Requirement: Can you write out the records below again with "instance" swapped for "occurrence" throughout and everything else left as it is? Leave the pictures out of your answer.

Dataset records:

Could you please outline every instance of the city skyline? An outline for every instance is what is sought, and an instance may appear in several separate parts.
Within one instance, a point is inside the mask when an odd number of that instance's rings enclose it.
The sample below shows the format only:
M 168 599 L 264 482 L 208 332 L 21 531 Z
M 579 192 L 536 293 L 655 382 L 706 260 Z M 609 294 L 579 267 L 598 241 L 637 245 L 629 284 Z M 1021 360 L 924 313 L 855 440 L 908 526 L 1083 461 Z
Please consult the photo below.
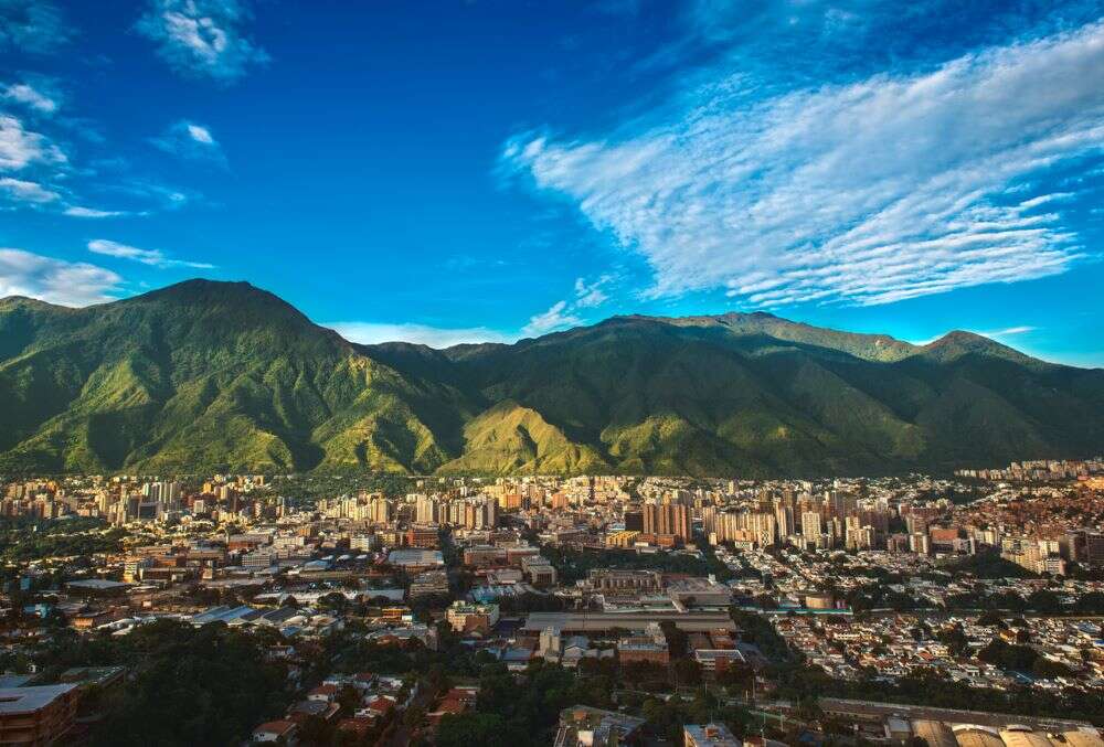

Exercise output:
Could you please outline every occurrence of the city skyline? An outline for every occurrence is what is sought, and an occurrence may appear in several separate parts.
Within one occurrence, a point is inside the mask when an odd number of that occurrence's rings enclose it.
The sample below shows the format only:
M 168 599 L 264 482 L 208 332 L 21 531 Z
M 579 192 L 536 293 L 655 382 L 706 260 Z M 609 294 L 579 267 L 598 241 L 637 245 L 629 284 Z M 1021 360 L 924 313 L 855 440 L 908 526 L 1083 461 Z
Please consult the photo below.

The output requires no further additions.